===== 原文摘录
摘要:63 岁的她,本应享受晚年,却因一场快速进展的呼吸衰竭被推入生死边缘。她有着波兰综合征病史,28 年前植入的乳房假体,5 年前确诊的肉芽肿性多血管炎,都为她的健康埋下隐患。当乳房植入物反复疼痛、肺部出现异常阴影,医生们面临着怎样的诊断困境?这起复杂病例背后,隐
63 岁的她,本应享受晚年,却因一场快速进展的呼吸衰竭被推入生死边缘。她有着波兰综合征病史,28 年前植入的乳房假体,5 年前确诊的肉芽肿性多血管炎,都为她的健康埋下隐患。当乳房植入物反复疼痛、肺部出现异常阴影,医生们面临着怎样的诊断困境?这起复杂病例背后,隐藏着哪些被忽视的医学警示?让我们一起走进这个充满挑战的临床故事。
一、急转直下的健康状况:从慢性病到呼吸衰竭一位 63 岁的女性因快速进展的呼吸衰竭被紧急送往医院。回顾她的病史,可谓曲折复杂。她患有波兰综合征,表现为右乳房、胸肌及第三、第四肋软骨发育不全,28 年前曾接受右乳房硅胶植入术。5年前,她被诊断出肉芽肿性多血管炎(此前称为韦格纳肉芽肿),病情严重时出现葡萄膜炎和肺出血,甚至需要插管治疗。经过硫唑嘌呤和甲氧苄啶 - 磺胺甲恶唑的治疗,病情有所改善,抗髓过氧化物酶抗体滴度也恢复正常并保持稳定。
然而,平静的日子并未持续太久。入院前 9 个月,患者开始出现右乳房植入物相关的疼痛。在另一家医院,医生取出了硅胶植入物并更换为盐水植入物。但术后 6 周,手术部位持续有血性液体引流,还出现了局部硬结。医生将硫唑嘌呤的剂量从每日 75mg 减至 50mg,但疼痛并未缓解。此后,患者又经历了两次植入物更换和右胸壁重建手术。
入院前 5 周,新的问题出现了。患者开始感到劳力性呼吸困难,还伴有间歇性背痛。检查发现,她的血小板计数大幅下降至 16,000 / 立方毫米。骨髓活检显示巨核细胞数量增加,提示可能存在血小板外周破坏。医生停用了硫唑嘌呤和甲氧苄啶 - 磺胺甲恶唑,给予泼尼松和麻醉性镇痛药治疗。
入院前 2 周,患者接受了静脉注射免疫球蛋白和罗米司亭,但病情没有改善。抗中性粒细胞胞浆抗体(ANCA)检测为阴性,泼尼松剂量逐渐减至每日 20mg。就在入院前一天,患者的呼吸困难明显加重,不得不来到医院的急诊科。
==========
===== 数据摘录
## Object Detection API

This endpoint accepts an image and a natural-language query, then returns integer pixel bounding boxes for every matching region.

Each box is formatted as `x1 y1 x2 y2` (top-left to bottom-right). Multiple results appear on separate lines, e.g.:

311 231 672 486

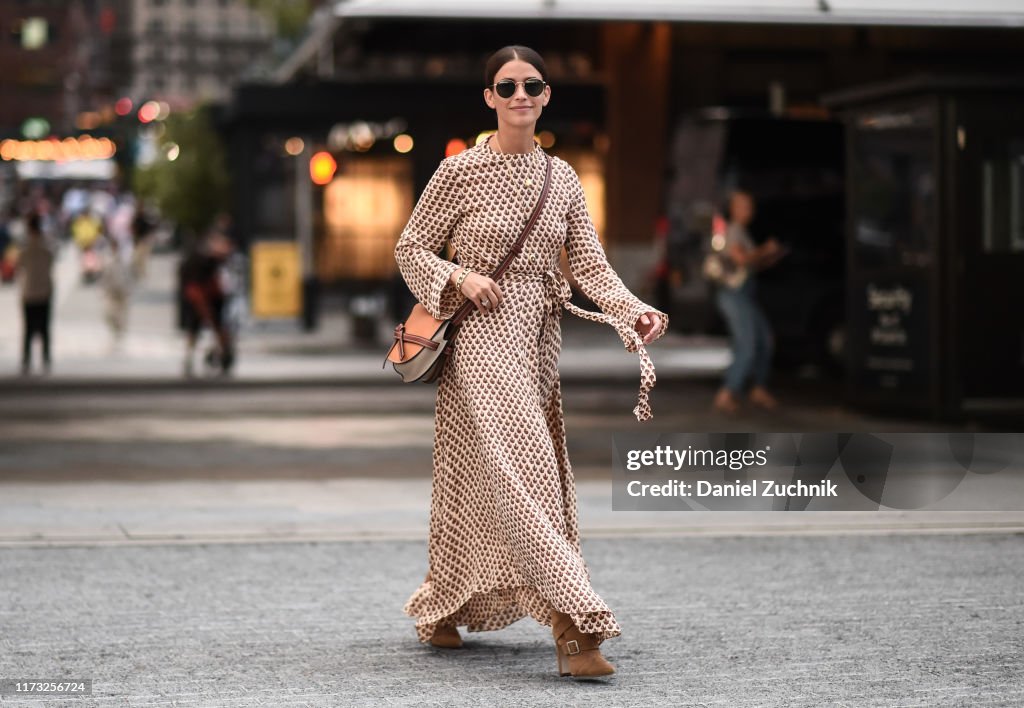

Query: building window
==========
* _执行任务_
按照原文摘录,患者28年前接受了什么手术?

* _回答_
右乳房硅胶植入术。